#### [Work required]
Carry on the news article about the Polish president's doubts over weapons in Iraq, starting after its last sentence.

#### [Selected passage]
######

Polish leader: WMD never existed
(CNN) -- Poland's president has said he believes there were never weapons of mass destruction in Iraq, but it would be a mistake to abandon the country now.
The remarks on Thursday by President Aleksander Kwasniewski, a key U.S. ally in Europe, were the first by a Polish leader to raise doubts about the reasons for going to war.
But he defended the U.S.-led invasion that ousted Saddam, saying it "made sense."
Poland has contributed troops to the U.S.-led coalition and has offered to expand its responsibilities if Spain carries out a threat to withdraw its troops.
"We were informed that weapons of mass destruction are in Iraq, that there is a probability of the existence of such weapons," The Associated Press quoted Kwasniewski as saying. "Today, this information is not confirmed."
U.S. President George W. Bush refused to comment on the report during a visit to Fort Campbell, Ky. -- home of the Army's 101st Airborne Division, one of the units that took part in the invasion of Iraq, which began a year ago Friday.
Bush argued that invasion was necessary because Iraq was concealing chemical and biological weapons, long-range missiles and a nuclear weapons program in violation of U.N. resolutions.

######

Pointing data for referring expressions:
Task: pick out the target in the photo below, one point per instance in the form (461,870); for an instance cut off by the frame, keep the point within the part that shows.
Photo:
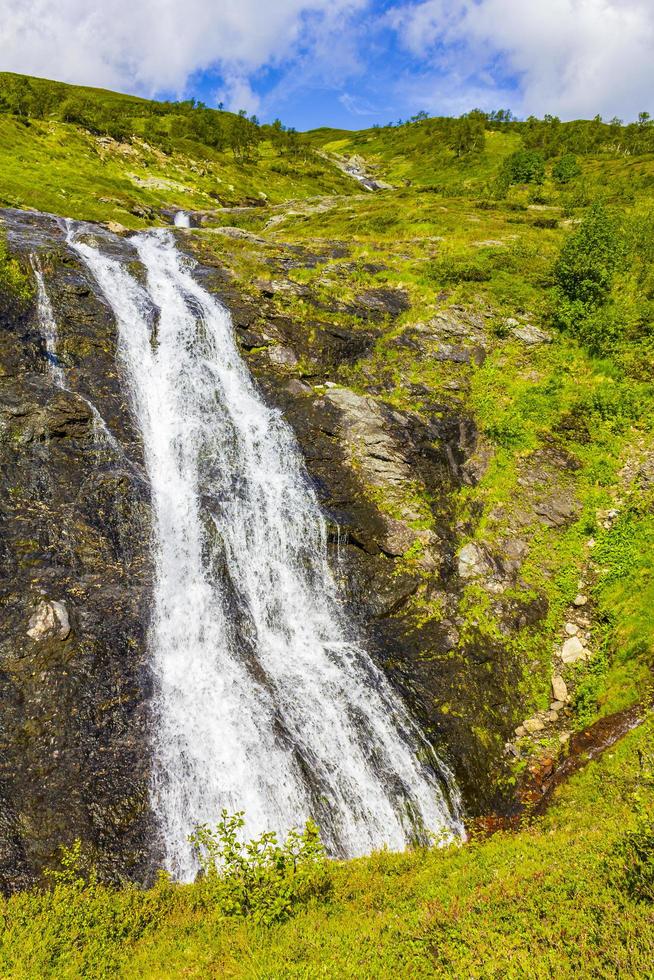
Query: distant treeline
(162,124)
(549,136)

######

#### [Answer to this exercise]
In January, David Kay -- the former head of the U.S. inspection team in Iraq -- said in January that his team found no evidence Iraq had stockpiled banned weapons.
However, Iraq's interim foreign minister, Hoshiyar Zebari, told CNN he was not yet ready to close the book on the matter.
"Saddam Hussein had so many ways to hide those weapons, to conceal them," Zebari said.
"And over the last decade or so, he played cat and mouse games with inspectors, with everybody else, and he and his regime have not denied that they had those weapons -- that they had developed them.
"I think there is some time to establish that truth and the full truth about the fate of these weapons."